The problem>
Give back all of the data unchanged. Keep every word as it is.
--- Supplied records Enclosed Below ---
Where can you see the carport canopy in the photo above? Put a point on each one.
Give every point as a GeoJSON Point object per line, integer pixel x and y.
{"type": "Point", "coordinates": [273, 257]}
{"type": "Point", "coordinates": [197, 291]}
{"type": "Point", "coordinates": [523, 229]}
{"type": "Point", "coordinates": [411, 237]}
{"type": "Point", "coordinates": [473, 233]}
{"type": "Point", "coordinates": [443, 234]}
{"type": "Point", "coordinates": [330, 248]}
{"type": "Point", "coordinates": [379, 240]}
--- End of Enclosed Supplied records ---
Answer to this task>
Where can you see the carport canopy in the photo above? Put a point on each one.
Give every point as a GeoJSON Point object per line, integer pixel x and y.
{"type": "Point", "coordinates": [273, 257]}
{"type": "Point", "coordinates": [197, 291]}
{"type": "Point", "coordinates": [523, 229]}
{"type": "Point", "coordinates": [411, 237]}
{"type": "Point", "coordinates": [473, 233]}
{"type": "Point", "coordinates": [443, 234]}
{"type": "Point", "coordinates": [330, 248]}
{"type": "Point", "coordinates": [379, 240]}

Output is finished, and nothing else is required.